=== Problem statement ===
From the first line of the entries through the line containing "x=202 y=205", reproduce every line, requests included, and scale each point coordinate in the answers by 0.35, rounding to whole numbers with halves rounded up. Leave all other numbers unchanged.

=== Material ===
= = =
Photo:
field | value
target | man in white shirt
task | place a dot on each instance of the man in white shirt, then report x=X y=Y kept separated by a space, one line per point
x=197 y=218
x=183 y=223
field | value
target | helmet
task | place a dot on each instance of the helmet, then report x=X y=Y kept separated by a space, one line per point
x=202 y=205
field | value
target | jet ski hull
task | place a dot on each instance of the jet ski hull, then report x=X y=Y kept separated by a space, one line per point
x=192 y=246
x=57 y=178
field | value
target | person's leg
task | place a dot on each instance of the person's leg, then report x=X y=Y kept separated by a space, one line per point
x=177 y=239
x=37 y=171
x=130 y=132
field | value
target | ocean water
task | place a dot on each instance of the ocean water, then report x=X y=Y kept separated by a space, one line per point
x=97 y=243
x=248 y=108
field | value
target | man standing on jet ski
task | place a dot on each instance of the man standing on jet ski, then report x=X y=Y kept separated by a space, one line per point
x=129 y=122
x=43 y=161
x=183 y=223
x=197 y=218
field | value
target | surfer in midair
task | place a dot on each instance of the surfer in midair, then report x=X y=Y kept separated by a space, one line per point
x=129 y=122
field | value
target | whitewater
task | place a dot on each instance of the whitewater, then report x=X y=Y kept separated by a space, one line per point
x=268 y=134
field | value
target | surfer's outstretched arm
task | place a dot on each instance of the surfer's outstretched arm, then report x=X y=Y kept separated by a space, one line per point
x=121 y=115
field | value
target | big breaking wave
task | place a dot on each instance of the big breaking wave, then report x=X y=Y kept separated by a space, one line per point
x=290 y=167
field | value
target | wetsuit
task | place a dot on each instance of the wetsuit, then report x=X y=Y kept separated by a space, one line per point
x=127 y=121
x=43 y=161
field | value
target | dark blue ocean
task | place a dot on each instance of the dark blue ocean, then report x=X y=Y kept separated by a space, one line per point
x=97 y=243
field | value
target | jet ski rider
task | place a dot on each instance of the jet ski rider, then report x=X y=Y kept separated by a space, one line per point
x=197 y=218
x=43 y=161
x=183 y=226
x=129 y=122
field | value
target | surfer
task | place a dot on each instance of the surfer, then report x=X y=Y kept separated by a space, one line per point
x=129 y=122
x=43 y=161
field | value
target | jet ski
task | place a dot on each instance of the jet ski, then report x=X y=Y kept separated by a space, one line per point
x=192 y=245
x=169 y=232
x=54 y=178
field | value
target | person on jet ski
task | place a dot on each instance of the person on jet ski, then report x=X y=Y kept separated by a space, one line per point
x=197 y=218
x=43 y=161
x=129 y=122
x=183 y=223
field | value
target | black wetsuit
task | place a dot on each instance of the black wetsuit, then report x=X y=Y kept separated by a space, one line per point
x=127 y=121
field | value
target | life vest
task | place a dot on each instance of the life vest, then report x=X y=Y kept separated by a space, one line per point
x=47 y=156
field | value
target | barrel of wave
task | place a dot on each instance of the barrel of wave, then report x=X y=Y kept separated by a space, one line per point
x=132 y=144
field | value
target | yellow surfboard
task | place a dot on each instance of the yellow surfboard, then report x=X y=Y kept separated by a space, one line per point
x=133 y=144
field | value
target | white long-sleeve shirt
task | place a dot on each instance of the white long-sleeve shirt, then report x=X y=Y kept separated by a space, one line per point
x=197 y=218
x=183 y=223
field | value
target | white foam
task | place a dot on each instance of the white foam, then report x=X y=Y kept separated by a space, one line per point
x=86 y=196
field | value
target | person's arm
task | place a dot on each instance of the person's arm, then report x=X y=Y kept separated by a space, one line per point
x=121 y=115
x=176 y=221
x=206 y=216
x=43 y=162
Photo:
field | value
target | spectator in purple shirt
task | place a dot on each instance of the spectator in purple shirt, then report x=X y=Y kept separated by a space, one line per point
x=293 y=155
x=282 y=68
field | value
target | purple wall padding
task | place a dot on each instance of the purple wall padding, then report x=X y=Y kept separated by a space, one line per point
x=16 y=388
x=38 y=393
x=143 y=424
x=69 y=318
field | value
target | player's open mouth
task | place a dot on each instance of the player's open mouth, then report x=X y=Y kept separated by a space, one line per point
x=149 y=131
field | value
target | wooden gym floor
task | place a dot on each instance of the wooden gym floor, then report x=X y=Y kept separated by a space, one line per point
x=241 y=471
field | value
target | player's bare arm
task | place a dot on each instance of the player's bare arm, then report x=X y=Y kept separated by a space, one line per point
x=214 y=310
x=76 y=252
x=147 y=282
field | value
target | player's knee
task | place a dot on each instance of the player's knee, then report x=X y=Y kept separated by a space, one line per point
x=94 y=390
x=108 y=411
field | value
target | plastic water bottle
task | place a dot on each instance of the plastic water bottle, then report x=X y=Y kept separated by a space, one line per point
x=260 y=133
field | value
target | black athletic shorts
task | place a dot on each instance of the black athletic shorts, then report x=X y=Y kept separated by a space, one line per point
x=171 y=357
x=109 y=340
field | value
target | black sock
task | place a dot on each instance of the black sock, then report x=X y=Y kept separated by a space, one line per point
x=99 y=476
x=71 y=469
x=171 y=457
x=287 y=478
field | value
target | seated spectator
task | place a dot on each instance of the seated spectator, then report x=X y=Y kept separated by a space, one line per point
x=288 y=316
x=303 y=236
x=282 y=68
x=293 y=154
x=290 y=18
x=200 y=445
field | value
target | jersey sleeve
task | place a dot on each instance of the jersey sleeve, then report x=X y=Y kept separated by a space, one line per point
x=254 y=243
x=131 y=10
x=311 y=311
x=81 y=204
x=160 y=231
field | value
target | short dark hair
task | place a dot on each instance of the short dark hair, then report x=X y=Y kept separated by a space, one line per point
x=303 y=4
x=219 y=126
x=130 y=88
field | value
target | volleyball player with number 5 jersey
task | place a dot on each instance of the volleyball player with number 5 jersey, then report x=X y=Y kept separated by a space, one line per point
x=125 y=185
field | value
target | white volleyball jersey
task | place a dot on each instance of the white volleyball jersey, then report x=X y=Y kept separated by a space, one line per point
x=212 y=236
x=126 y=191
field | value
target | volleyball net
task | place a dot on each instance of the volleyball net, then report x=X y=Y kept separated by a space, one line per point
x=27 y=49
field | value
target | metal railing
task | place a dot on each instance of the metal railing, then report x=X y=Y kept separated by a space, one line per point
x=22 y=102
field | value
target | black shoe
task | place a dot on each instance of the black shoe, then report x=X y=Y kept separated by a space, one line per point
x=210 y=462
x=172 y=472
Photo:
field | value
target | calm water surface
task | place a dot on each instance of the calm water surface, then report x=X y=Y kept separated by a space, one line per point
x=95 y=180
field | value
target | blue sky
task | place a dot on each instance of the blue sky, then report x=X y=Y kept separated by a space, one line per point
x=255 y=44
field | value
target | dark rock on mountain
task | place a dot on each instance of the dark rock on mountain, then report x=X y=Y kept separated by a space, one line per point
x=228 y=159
= = =
=== Answer below ===
Photo:
field | value
target | man in white shirt
task | place a dot on each instance of the man in white shirt, then report x=X y=Y kept separated by a space, one line per point
x=69 y=76
x=64 y=78
field | value
target | helmet
task | place a dot on each instance of the helmet, then report x=X y=Y kept separated by a space, one line per point
x=71 y=72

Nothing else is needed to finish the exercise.